-- To be done --
Quote exactly, and only, the lines from the one with "Locate every instance of the wooden shelf" through the end of the listing.

▼▼▼

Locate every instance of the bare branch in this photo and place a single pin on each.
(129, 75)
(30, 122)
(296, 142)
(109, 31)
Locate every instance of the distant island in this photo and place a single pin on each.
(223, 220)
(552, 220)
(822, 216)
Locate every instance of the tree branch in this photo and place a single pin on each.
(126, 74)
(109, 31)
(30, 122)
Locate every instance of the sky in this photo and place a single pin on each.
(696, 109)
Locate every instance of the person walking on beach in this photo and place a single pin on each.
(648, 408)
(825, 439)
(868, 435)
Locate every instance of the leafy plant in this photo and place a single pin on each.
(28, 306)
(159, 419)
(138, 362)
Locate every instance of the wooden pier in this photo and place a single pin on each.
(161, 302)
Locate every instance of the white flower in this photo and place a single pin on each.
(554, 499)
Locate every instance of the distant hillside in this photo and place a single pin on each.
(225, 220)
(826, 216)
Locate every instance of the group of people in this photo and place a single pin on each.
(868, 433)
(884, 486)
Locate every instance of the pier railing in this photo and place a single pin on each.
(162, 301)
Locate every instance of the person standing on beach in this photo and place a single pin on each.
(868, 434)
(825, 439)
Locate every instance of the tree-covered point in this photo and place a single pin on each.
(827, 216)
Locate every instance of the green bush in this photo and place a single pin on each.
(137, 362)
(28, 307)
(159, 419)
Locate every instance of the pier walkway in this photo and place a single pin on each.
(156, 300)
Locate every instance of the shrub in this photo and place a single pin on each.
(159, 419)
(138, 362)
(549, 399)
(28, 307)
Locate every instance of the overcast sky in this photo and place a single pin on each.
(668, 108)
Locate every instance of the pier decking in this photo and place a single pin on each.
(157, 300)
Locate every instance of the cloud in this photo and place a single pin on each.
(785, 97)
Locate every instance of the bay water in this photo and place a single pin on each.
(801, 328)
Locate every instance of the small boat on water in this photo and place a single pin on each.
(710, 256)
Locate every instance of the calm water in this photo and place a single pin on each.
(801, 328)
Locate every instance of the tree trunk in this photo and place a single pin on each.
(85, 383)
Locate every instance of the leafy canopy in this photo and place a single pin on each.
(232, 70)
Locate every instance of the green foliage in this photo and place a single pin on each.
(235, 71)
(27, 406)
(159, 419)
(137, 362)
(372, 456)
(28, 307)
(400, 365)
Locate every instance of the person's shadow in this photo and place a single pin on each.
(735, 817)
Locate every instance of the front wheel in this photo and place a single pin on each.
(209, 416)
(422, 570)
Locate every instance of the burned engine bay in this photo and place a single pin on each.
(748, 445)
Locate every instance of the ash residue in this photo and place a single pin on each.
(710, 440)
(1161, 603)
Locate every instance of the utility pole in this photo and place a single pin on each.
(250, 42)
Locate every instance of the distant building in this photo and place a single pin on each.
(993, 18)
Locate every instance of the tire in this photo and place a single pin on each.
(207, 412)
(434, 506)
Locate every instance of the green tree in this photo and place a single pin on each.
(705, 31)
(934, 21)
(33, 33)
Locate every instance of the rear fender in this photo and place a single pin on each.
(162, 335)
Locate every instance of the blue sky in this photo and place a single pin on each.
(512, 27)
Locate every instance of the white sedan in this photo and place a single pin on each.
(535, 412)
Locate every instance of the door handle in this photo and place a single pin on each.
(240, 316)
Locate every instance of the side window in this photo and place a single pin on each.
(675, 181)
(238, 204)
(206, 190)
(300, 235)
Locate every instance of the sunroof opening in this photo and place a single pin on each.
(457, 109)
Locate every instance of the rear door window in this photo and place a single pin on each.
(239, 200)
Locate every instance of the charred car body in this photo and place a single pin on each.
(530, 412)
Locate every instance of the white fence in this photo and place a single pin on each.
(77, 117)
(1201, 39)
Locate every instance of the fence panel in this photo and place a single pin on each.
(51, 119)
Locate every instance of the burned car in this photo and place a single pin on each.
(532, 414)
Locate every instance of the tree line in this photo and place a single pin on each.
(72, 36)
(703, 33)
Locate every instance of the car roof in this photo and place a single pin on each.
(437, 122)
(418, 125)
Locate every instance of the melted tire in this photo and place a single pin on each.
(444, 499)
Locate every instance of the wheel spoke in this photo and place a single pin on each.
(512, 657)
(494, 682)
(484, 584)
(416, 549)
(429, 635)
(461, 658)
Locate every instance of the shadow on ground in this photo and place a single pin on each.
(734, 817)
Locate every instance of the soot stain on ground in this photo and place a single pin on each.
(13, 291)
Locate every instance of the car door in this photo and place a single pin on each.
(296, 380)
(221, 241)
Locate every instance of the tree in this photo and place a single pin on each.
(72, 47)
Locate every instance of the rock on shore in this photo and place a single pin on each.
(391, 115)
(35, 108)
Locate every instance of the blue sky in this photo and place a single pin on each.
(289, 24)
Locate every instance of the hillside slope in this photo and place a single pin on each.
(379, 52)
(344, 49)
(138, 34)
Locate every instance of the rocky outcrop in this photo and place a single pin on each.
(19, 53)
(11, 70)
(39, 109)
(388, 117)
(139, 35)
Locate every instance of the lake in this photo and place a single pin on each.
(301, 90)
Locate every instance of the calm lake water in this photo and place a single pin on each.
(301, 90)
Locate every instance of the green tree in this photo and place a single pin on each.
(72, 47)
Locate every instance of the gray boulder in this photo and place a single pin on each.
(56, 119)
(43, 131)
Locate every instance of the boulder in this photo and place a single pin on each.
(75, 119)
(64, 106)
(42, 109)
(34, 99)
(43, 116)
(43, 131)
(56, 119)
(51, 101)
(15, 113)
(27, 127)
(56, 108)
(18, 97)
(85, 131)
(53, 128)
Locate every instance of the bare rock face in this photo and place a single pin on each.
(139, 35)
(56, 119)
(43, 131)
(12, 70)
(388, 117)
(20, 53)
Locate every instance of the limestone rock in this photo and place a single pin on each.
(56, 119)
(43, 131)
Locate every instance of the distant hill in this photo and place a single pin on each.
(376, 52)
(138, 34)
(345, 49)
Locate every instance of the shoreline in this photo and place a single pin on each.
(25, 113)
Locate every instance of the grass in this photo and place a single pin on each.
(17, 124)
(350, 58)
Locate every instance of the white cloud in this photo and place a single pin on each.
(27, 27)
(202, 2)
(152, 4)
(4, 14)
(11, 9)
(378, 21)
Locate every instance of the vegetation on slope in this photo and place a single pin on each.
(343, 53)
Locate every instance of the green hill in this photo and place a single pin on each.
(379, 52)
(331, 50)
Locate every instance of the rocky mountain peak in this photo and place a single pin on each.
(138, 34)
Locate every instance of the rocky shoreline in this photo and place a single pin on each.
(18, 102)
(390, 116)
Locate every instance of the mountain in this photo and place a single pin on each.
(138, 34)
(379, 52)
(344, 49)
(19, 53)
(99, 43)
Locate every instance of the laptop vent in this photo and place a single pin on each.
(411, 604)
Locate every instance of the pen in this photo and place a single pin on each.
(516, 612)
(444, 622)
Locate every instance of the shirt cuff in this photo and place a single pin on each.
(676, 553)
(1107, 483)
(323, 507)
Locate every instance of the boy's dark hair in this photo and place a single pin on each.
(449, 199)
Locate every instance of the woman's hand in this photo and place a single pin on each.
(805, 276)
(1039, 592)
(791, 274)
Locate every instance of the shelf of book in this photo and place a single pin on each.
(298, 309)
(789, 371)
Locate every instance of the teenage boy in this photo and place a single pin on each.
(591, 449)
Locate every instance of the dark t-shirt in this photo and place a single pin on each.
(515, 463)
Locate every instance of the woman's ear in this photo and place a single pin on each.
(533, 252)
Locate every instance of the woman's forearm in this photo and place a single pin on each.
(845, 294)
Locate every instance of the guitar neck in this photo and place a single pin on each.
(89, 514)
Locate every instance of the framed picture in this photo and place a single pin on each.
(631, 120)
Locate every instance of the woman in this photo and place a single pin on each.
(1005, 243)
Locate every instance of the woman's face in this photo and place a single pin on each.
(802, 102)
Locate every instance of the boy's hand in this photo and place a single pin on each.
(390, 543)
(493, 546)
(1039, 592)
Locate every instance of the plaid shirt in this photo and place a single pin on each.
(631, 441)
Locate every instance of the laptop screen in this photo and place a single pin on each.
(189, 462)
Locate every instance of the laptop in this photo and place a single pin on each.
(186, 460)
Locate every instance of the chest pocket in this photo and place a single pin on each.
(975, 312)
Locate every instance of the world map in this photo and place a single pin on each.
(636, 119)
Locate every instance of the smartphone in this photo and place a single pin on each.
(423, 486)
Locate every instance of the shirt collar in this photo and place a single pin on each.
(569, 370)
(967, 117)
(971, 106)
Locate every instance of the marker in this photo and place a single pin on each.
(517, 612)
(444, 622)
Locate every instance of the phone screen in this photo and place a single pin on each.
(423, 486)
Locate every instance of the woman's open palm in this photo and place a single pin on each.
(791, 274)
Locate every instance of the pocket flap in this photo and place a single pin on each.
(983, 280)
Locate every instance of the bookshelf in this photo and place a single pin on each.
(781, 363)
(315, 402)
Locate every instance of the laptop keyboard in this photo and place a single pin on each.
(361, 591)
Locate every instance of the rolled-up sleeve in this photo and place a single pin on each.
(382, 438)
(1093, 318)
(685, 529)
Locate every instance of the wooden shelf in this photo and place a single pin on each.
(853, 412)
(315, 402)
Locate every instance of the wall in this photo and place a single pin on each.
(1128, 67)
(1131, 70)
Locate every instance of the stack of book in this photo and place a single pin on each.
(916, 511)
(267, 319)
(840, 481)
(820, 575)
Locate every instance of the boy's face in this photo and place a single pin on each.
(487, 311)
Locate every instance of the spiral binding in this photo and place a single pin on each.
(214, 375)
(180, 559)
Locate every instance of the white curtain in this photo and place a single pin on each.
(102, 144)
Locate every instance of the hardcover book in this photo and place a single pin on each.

▲▲▲

-- Reply --
Locate every instance of the wooden shelf in this photo and place a single pin on each.
(853, 412)
(315, 402)
Locate every instance of the wall in this photo and place a single pin on each.
(1128, 67)
(1131, 70)
Locate every instance of the stack of book in this photo and place a single pin on each.
(916, 511)
(267, 319)
(840, 481)
(820, 575)
Locate every instance of the boy's face in this photo and place a single pin on each.
(487, 311)
Locate every instance of the spiral binding in this photo and place a single pin on each.
(214, 375)
(180, 559)
Locate every instance of the white curtain in this photo and place a single pin on each.
(102, 144)
Locate every instance of the hardcover book in this photo and place a single pin on each.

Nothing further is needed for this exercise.